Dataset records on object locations
▶

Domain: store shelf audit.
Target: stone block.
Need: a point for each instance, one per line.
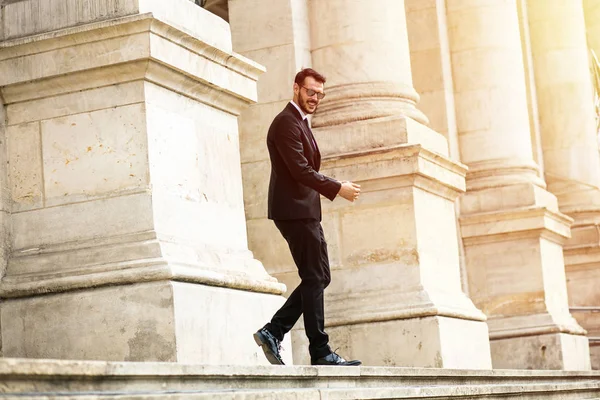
(30, 17)
(432, 342)
(274, 19)
(254, 125)
(94, 154)
(25, 170)
(550, 351)
(142, 322)
(277, 83)
(76, 103)
(256, 176)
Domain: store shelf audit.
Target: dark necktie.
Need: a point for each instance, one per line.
(310, 135)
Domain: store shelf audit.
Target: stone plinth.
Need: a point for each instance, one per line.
(128, 235)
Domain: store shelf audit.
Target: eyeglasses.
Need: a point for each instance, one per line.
(311, 93)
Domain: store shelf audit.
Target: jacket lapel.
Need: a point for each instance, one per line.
(316, 159)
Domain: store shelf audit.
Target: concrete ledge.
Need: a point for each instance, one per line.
(23, 378)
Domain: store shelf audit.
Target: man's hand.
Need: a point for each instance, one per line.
(350, 191)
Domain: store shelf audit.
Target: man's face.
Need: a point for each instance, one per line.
(307, 103)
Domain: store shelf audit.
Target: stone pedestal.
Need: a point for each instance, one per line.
(128, 236)
(569, 137)
(511, 226)
(395, 255)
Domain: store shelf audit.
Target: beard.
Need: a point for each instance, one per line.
(309, 106)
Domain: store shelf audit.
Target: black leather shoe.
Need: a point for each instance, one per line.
(334, 359)
(270, 344)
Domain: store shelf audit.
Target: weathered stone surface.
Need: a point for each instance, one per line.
(97, 380)
(125, 172)
(158, 321)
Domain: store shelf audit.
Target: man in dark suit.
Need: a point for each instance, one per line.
(295, 208)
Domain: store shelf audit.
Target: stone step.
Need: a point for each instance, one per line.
(59, 379)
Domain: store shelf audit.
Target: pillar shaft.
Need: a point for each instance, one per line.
(511, 227)
(357, 36)
(565, 103)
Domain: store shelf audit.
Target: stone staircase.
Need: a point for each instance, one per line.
(87, 380)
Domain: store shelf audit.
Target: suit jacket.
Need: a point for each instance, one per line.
(295, 182)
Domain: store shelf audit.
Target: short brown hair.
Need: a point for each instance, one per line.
(304, 72)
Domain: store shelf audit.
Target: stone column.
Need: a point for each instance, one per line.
(568, 126)
(5, 231)
(511, 226)
(275, 34)
(431, 66)
(129, 240)
(395, 296)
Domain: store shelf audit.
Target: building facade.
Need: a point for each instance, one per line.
(134, 193)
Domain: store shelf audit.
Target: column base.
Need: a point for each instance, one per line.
(157, 321)
(432, 342)
(559, 351)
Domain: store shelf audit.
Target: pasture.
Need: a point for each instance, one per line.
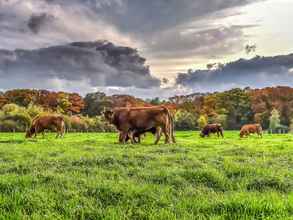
(89, 176)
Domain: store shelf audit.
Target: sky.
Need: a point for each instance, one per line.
(154, 48)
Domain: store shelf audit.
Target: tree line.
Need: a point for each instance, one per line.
(271, 107)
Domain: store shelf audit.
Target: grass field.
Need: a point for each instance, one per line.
(89, 176)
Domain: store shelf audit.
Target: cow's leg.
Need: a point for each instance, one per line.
(36, 131)
(124, 136)
(158, 135)
(138, 139)
(221, 132)
(166, 133)
(132, 138)
(120, 137)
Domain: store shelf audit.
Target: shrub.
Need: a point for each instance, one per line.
(185, 121)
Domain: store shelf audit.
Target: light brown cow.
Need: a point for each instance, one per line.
(46, 122)
(248, 129)
(130, 120)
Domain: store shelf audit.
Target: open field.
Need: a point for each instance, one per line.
(88, 176)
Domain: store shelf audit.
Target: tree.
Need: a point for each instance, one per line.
(202, 121)
(275, 119)
(185, 120)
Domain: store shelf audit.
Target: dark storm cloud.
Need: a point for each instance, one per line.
(95, 63)
(210, 43)
(37, 21)
(256, 72)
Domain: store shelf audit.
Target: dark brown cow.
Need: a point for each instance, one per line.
(212, 128)
(129, 120)
(138, 133)
(248, 129)
(46, 122)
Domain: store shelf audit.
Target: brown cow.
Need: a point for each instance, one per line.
(42, 123)
(212, 128)
(129, 120)
(137, 134)
(248, 129)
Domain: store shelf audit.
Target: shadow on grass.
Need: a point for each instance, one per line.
(12, 141)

◀

→ **DIRECTIONS**
How many lines in the rows above contain the string "jacket"? Reply with the number alone.

→ **ANSWER IN FULL**
2